Data -
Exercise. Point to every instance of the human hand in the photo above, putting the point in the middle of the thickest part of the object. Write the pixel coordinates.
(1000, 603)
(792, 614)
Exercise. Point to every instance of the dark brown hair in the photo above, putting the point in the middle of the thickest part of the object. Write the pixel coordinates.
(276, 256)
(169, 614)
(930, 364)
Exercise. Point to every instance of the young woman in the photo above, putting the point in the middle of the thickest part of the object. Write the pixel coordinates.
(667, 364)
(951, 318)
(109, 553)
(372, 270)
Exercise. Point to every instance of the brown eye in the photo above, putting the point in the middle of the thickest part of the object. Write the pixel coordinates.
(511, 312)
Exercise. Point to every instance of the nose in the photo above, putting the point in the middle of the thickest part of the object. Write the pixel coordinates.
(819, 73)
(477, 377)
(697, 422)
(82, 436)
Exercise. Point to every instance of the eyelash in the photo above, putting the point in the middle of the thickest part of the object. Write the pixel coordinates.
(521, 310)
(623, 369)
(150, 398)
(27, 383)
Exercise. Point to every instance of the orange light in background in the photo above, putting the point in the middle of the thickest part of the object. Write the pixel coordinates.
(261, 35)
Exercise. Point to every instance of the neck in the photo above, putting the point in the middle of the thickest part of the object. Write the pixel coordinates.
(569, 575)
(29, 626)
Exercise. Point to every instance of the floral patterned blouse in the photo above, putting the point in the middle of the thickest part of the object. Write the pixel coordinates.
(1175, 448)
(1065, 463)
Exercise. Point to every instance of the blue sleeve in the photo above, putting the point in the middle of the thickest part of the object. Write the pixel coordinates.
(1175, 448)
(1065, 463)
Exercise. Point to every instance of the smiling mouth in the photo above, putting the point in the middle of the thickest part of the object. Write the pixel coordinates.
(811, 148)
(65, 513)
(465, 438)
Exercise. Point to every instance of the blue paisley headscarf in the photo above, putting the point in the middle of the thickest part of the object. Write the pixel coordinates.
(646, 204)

What the task requires -
Each entry is to be retyped exactly as it appears.

Output for this task -
Exercise. Point to every instance of the human hand in the photo above, putting the point in the middle of the thickest part of the object. Write the pixel coordinates.
(1000, 603)
(792, 614)
Exercise. Point to every instance of the dark brown hair in the photo above, putting the point in the middle of the thickest part of the object. Write the pixel coordinates.
(276, 256)
(169, 614)
(930, 364)
Exercise. Point to every instance of the young woman in the photo above, putting the point in the middle of the thickest part of the object. Write the pixel coordinates.
(667, 364)
(951, 318)
(109, 553)
(372, 270)
Exercise. Point to every instance of the brown eye in the photo above, putting the point in the middle of the thickest part of the object. Write the pixel coordinates.
(511, 312)
Exercise. Point to every instance of the nose in the photo above, putting the point in the middle of the thickest part of the object. Write the pixel coordinates.
(819, 73)
(477, 377)
(697, 422)
(82, 436)
Exercise. Point to every instance of the eyelash in the photo above, putting the point in the middle of the thickest part of the object. Write the pixel coordinates.
(521, 310)
(623, 369)
(150, 398)
(27, 383)
Exercise. Point to every instance of the orange light in background in the photo above, putting the point in the middle of the thickest part of the object. Write the pixel coordinates.
(261, 35)
Exercise. Point to every instance of the neck in the photo above, putting the point in the middle of the thickest part of the object. Write the pixel coordinates.
(569, 575)
(29, 626)
Exercise. Point to every instance of the floral patterned blouse in the photo above, putting the point in the middle of the thickest part of the object. Write the pixel coordinates.
(1175, 448)
(1065, 463)
Exercise. Point to every instance of the blue sleeve in the photo above, putting the point in the middle of the thickest part of the object. Write the pixel coordinates.
(1175, 448)
(1065, 463)
Exercise. Point to every instance of the smiling mouth in the photo above, putting the point in the middle of the thickest part of the object. Write the pixel coordinates.
(811, 148)
(65, 513)
(465, 438)
Exercise. Point to every instance of the blue paisley headscarf in the photo above, putting the point in the middle of the thickest part of the object. Write the pixel coordinates.
(646, 204)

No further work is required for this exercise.